--- Start ---
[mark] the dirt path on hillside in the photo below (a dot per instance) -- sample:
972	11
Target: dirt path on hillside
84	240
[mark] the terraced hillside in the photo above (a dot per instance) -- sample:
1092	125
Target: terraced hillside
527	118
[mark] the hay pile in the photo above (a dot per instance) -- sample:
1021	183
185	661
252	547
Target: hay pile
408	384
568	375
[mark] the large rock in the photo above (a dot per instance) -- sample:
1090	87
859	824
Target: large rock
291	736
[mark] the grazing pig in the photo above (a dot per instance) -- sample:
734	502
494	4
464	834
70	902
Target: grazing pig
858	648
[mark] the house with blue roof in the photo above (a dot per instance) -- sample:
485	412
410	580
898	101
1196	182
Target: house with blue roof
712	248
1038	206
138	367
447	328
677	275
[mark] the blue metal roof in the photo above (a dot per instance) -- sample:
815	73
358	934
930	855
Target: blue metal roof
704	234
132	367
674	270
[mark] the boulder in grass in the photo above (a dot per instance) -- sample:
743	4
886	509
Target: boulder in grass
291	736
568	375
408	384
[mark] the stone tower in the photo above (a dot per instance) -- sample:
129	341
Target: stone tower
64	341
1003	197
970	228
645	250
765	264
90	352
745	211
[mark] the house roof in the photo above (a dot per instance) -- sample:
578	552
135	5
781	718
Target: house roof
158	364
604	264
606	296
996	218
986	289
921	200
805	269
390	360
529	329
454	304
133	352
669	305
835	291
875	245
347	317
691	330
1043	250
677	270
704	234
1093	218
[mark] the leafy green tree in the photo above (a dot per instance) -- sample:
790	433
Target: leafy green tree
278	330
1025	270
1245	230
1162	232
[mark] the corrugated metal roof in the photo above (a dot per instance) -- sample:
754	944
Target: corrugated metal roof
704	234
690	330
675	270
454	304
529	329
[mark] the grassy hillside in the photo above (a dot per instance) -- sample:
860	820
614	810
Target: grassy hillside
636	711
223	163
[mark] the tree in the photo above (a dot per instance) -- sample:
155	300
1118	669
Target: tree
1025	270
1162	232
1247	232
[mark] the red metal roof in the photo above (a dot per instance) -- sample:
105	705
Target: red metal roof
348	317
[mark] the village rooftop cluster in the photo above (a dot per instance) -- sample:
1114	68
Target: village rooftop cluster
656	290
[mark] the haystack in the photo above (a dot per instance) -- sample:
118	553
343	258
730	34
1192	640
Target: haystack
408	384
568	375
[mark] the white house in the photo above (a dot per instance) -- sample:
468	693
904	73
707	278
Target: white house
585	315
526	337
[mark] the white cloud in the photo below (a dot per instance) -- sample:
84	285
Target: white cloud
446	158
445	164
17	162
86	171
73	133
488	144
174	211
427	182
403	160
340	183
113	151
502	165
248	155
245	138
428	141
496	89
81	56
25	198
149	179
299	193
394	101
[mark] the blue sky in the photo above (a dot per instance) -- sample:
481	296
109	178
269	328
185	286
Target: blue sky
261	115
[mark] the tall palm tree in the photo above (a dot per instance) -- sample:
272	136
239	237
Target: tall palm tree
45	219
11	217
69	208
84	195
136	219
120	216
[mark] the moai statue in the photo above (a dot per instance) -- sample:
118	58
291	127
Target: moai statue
--- End ---
> [WHAT YOU SHOULD DO] Rewrite the stretch from the line containing "[mark] the moai" through the end of the rows, swapping "moai statue" for "stone figure" and leaving everything else unchanged.

> [REPLY]
[mark] the stone figure in the photo above (a dot per instance) -- sample:
118	58
291	127
Target: stone figure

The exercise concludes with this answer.